A block of data:
* * *
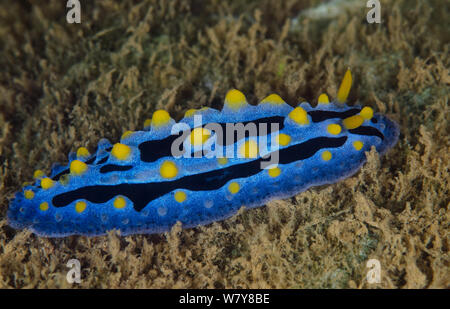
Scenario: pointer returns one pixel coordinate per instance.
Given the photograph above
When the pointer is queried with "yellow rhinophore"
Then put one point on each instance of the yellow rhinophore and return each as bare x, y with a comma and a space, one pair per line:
78, 167
168, 169
299, 115
180, 196
344, 89
160, 118
235, 99
121, 151
82, 152
323, 99
353, 122
249, 149
38, 174
234, 187
120, 202
273, 99
366, 113
199, 136
46, 183
358, 145
334, 129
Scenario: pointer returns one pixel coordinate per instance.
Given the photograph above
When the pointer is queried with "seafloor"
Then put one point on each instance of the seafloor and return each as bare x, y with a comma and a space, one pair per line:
67, 85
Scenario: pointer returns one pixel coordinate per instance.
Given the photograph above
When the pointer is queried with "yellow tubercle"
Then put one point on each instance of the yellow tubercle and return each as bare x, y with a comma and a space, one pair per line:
46, 183
358, 145
38, 174
222, 161
273, 99
274, 172
249, 149
121, 151
199, 136
180, 196
78, 167
235, 99
234, 187
353, 122
326, 155
43, 206
64, 179
190, 112
323, 99
168, 169
120, 202
29, 194
126, 134
334, 129
82, 152
147, 123
344, 89
366, 113
160, 118
283, 139
80, 206
299, 115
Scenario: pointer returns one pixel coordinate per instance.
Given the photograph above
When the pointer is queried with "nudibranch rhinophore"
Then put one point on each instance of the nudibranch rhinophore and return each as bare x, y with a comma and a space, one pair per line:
203, 168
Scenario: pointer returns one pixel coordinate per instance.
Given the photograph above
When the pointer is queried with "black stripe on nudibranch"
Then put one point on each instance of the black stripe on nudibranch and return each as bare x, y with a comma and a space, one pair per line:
153, 150
370, 131
318, 115
143, 193
115, 168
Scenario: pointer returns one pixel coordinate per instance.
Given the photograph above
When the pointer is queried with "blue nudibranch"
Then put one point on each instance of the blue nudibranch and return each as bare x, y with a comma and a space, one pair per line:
140, 186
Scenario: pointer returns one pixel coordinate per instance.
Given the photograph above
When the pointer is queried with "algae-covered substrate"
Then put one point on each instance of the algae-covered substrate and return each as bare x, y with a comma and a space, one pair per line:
64, 85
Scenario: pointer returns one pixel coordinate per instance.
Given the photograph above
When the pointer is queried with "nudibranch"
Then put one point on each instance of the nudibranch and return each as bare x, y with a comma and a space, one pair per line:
203, 168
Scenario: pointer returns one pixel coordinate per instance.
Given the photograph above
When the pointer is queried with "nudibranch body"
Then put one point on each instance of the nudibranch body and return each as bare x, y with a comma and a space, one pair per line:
203, 168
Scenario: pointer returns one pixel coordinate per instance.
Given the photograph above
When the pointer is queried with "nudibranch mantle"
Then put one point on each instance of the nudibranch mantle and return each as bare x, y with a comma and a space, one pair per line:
139, 186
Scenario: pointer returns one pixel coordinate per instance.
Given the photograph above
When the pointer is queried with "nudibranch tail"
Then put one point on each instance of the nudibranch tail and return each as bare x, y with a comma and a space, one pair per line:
203, 168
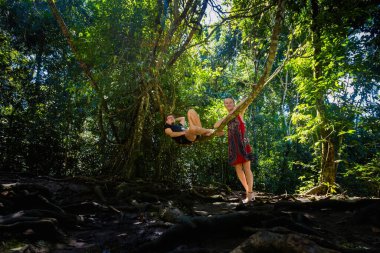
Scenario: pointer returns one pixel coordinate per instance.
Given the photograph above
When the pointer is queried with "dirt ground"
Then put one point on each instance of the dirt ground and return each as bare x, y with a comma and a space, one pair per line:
86, 215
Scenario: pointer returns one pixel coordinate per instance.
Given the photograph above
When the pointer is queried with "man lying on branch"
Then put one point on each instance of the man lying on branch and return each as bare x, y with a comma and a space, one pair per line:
180, 134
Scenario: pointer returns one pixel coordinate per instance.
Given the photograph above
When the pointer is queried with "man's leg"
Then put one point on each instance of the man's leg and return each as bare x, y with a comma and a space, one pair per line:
195, 125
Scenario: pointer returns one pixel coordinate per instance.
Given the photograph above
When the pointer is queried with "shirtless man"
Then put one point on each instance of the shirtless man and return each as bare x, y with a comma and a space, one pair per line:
182, 135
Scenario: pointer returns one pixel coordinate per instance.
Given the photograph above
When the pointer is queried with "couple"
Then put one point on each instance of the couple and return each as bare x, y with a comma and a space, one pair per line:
239, 150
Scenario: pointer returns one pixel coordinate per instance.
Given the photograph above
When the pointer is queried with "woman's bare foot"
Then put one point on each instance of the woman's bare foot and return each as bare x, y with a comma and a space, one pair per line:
250, 197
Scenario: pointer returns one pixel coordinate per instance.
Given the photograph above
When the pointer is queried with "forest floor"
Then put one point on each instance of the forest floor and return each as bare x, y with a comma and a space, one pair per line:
86, 215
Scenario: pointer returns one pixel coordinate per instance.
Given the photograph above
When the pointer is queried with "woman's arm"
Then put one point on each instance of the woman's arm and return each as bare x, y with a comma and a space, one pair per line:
217, 124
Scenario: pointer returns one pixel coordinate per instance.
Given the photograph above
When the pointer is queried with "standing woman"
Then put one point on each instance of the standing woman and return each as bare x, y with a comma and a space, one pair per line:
239, 150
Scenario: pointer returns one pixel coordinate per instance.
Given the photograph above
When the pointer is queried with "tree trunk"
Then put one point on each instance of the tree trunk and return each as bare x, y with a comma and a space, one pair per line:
328, 168
265, 78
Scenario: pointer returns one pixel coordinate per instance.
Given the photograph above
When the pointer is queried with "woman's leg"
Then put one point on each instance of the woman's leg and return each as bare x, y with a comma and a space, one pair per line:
249, 177
241, 175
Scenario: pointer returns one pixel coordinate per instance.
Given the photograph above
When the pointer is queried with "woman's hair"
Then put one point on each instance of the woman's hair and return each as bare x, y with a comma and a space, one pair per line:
229, 97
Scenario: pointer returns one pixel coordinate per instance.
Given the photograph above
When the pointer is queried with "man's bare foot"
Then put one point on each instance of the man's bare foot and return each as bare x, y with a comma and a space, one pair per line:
220, 133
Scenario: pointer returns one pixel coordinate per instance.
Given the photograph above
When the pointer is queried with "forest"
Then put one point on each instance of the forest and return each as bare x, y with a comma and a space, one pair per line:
85, 88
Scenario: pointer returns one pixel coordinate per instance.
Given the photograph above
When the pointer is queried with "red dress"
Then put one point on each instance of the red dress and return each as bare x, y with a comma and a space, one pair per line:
239, 150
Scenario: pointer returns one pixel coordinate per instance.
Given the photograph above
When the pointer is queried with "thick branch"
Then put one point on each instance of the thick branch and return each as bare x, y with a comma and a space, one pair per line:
265, 78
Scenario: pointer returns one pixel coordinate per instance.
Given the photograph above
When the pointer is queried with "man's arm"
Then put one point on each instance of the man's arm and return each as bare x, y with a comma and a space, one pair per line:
181, 120
172, 134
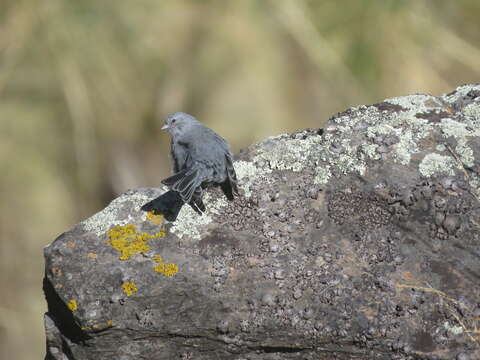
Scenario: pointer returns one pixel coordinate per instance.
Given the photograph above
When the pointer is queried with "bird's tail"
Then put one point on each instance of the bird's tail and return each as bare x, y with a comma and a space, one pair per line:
167, 204
185, 183
232, 176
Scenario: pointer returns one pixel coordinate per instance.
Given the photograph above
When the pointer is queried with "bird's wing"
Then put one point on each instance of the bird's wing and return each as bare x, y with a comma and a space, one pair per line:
184, 182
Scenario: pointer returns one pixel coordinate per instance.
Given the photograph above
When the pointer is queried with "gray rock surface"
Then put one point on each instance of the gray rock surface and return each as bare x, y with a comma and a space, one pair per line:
357, 241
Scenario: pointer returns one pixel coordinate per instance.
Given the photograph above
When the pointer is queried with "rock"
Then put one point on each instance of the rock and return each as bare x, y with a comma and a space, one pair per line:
359, 240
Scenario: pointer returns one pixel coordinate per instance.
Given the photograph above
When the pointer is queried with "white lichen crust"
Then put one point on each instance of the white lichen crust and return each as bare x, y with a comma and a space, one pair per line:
128, 203
399, 130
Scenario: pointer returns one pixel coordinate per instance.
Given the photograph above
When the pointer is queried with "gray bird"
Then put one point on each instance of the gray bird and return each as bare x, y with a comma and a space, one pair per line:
201, 158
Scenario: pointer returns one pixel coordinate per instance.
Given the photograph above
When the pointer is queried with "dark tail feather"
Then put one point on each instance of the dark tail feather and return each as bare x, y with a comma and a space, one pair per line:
168, 205
197, 202
184, 182
227, 189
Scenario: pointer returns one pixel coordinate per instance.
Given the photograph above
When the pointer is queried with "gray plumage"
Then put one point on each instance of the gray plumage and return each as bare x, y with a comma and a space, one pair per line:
201, 158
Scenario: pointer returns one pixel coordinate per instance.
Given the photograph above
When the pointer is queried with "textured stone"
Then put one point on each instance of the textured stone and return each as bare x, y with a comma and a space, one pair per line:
357, 241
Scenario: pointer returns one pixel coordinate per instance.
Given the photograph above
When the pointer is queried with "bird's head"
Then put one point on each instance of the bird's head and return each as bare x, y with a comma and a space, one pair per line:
177, 123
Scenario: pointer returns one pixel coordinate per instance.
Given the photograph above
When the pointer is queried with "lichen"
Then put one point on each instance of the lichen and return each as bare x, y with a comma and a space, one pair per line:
167, 269
129, 288
323, 174
72, 305
128, 242
248, 173
433, 164
288, 154
456, 330
121, 211
97, 327
189, 223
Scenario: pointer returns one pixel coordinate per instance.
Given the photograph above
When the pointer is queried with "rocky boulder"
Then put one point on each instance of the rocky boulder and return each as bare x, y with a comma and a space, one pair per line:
360, 240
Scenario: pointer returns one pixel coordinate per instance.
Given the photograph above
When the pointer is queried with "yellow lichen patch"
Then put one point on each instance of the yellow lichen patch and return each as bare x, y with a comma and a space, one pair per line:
72, 305
128, 242
163, 268
129, 288
154, 219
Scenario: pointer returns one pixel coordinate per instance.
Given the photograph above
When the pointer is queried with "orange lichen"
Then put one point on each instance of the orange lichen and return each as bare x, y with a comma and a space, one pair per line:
128, 242
154, 219
164, 268
129, 288
72, 305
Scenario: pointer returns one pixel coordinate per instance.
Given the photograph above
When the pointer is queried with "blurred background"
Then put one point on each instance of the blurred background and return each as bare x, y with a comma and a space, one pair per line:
85, 84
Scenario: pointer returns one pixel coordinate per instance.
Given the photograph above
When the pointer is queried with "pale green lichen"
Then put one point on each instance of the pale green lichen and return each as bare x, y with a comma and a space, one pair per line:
129, 288
126, 240
72, 305
288, 154
472, 115
461, 133
460, 92
440, 147
189, 223
167, 269
323, 175
121, 211
456, 330
435, 164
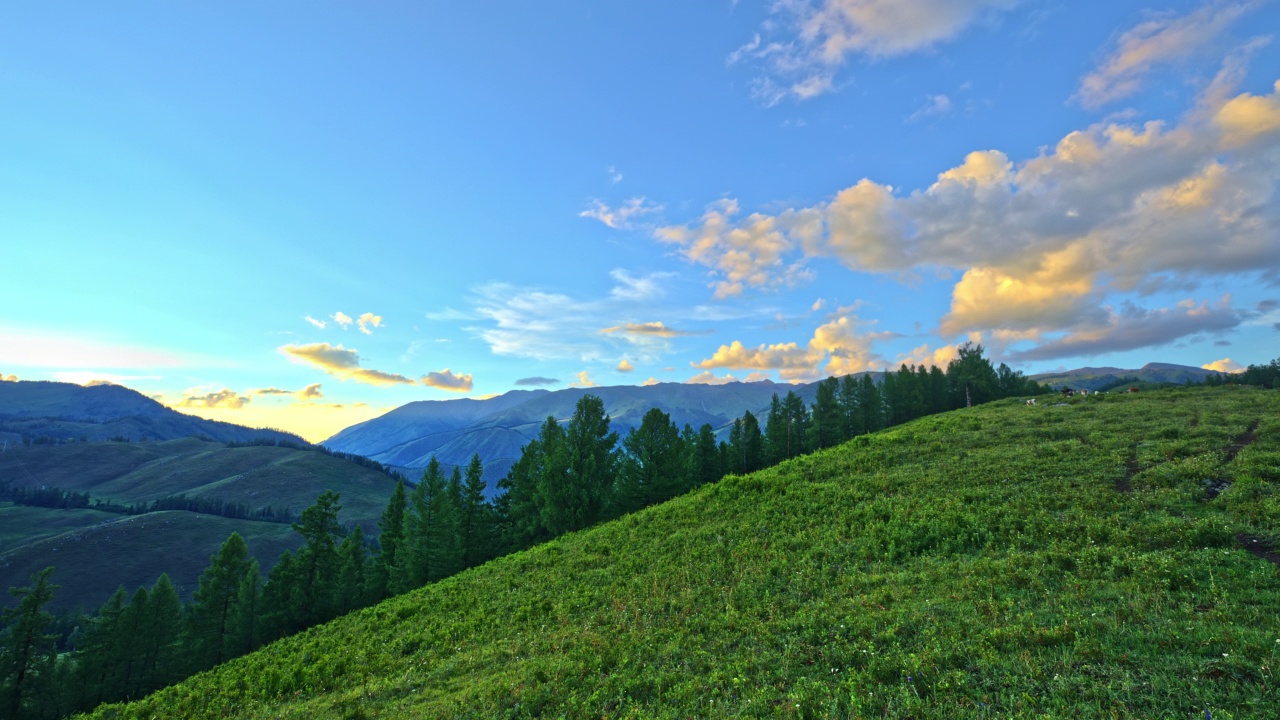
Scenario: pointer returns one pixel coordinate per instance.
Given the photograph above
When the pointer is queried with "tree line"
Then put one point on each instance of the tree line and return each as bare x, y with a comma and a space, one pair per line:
* * *
What is asked:
Please return each line from the block of data above that contains the string "wing".

Finished task:
When the pointer is queried with "bird's wing"
Then put one point on each instance of the bird's wing and return each as bare x, y with a comma and a space, one pair per line:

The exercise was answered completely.